Search the data for the string "below" and copy each line in which it appears.
┌────────
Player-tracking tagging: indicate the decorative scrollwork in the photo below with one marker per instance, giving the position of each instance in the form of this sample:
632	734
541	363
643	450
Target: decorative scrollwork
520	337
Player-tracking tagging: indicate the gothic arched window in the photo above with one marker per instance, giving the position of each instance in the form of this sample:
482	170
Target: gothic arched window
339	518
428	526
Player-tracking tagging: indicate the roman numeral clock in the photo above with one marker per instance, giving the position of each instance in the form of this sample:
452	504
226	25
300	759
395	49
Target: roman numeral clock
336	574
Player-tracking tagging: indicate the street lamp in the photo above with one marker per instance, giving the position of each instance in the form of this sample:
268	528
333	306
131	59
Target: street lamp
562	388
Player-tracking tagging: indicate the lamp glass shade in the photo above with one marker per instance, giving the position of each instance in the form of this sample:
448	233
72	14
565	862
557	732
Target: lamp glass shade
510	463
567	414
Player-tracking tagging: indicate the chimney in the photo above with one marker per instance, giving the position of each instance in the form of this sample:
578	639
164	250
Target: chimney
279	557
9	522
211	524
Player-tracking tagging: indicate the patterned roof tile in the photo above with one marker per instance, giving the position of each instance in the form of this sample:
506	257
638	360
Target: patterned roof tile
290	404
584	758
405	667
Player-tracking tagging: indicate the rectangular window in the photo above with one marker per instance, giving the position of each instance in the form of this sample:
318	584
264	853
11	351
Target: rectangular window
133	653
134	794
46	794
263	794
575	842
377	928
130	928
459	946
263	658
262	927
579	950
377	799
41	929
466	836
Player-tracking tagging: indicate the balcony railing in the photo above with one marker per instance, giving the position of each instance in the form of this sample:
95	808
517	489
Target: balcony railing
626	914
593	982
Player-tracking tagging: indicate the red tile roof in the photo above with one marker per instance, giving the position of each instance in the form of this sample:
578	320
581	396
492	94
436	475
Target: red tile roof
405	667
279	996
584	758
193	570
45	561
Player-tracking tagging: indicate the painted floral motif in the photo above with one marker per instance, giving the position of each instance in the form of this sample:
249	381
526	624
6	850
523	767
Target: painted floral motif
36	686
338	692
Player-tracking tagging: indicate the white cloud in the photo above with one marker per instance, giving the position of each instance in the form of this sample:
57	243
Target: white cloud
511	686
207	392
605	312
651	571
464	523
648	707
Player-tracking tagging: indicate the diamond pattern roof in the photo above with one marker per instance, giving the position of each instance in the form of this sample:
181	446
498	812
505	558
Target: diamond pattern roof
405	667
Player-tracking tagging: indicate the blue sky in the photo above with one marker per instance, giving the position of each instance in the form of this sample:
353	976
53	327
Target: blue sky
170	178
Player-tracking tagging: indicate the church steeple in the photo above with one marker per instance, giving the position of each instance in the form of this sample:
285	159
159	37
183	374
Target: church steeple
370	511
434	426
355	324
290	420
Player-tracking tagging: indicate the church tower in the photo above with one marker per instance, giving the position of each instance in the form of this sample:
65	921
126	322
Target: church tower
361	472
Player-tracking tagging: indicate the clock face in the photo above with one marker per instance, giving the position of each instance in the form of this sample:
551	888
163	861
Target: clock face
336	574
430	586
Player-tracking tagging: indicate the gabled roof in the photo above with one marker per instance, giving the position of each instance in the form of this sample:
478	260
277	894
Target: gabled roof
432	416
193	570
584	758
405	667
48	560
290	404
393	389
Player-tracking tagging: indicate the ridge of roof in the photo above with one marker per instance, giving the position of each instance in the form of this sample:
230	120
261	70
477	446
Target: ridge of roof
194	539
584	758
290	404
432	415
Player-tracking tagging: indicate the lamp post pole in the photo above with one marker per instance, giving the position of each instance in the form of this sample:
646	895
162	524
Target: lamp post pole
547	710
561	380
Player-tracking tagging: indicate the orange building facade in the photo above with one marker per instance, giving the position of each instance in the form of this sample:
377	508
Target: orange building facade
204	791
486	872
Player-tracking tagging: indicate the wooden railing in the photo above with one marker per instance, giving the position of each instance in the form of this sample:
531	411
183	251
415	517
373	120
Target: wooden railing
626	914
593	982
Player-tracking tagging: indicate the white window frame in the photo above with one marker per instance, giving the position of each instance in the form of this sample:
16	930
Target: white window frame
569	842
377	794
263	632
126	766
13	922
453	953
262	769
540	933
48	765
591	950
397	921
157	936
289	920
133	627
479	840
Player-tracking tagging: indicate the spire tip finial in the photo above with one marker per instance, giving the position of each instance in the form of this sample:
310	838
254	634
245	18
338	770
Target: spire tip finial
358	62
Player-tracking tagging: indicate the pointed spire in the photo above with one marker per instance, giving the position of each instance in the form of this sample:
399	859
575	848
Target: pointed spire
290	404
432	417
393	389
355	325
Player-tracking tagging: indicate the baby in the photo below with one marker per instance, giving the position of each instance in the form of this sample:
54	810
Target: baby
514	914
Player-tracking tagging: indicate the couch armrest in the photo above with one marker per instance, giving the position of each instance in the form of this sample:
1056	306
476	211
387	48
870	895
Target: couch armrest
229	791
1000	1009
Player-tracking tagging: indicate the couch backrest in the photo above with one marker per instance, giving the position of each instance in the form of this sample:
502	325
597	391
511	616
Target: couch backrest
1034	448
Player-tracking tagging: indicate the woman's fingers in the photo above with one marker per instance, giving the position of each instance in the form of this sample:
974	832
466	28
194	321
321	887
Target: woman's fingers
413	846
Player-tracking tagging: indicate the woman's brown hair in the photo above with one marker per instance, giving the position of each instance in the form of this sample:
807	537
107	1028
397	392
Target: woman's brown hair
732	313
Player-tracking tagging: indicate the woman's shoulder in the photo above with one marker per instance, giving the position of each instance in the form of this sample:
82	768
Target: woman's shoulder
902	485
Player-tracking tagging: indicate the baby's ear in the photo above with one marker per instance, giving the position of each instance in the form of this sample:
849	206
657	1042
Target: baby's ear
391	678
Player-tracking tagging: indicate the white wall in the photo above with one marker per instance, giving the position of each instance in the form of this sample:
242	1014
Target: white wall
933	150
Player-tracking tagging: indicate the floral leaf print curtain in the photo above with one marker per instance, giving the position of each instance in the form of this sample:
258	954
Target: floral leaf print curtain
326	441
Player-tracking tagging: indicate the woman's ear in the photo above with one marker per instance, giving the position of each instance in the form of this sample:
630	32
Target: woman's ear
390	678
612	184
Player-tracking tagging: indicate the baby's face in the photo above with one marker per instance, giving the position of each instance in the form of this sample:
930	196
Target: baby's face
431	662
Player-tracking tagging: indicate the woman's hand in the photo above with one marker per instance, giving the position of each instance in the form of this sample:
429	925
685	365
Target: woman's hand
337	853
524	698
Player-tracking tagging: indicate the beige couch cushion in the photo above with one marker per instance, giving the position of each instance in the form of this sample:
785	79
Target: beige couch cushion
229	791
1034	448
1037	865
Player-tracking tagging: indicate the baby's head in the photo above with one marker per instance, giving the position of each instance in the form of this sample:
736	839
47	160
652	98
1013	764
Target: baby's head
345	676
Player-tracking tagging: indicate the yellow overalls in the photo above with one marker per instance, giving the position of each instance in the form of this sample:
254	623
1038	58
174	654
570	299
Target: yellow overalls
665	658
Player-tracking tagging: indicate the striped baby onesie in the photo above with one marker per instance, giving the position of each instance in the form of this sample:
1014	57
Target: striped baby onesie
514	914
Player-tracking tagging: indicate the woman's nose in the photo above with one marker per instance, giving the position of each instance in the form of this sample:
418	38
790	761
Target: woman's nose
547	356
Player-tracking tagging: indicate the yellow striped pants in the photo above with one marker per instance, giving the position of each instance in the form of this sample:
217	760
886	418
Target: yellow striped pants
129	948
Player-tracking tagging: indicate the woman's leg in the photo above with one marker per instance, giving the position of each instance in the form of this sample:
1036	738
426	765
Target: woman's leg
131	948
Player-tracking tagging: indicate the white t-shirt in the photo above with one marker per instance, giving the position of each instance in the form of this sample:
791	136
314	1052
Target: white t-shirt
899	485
└────────
## EXERCISE RESULT:
Player-tracking tagging: indicate the decorative scrollwork in the photo below with one marker per instance, giving the position of each instance in the form of this sample:
Player-tracking tagging: indicate the baby in the photo below with one marker per instance, giving the position of each instance in the form of this sample:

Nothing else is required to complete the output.